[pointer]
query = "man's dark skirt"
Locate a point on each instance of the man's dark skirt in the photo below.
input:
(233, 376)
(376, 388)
++++++
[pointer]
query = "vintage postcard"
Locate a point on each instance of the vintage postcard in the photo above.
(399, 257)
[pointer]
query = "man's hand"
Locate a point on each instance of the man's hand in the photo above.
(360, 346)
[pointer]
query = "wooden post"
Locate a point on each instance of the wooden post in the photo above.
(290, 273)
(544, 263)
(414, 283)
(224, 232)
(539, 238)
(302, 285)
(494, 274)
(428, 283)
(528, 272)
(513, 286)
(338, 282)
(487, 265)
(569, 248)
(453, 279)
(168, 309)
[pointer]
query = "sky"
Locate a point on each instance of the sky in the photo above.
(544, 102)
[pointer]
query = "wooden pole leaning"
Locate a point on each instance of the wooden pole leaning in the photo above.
++++++
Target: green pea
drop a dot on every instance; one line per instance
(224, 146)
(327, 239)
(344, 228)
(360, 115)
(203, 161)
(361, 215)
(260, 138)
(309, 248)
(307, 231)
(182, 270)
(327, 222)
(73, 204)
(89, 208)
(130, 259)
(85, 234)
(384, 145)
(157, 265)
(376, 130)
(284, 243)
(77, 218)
++++++
Reproducing the whole listing above is not the task. Copy exactly only the lines from the one with "Locate a point on each instance of the vintage" to the one with "Locate a point on each instance of the wooden pole", both kept.

Locate a point on each instance of the vintage postcard in the photo above.
(399, 257)
[pointer]
query = "man's hand"
Locate a point on each instance of the man's hand in the photo above.
(360, 346)
[pointer]
query = "wooden post"
Locate a point on each instance of the wooden post in the photo above.
(290, 273)
(544, 263)
(414, 283)
(224, 232)
(539, 238)
(302, 285)
(494, 274)
(428, 283)
(528, 272)
(513, 286)
(338, 282)
(487, 265)
(569, 248)
(453, 279)
(168, 309)
[pointer]
query = "sky"
Locate a point on each instance of the sky in the photo above.
(544, 102)
[pointer]
query = "wooden pole leaning"
Locate a point on each instance of the wooden pole leaning in the photo above.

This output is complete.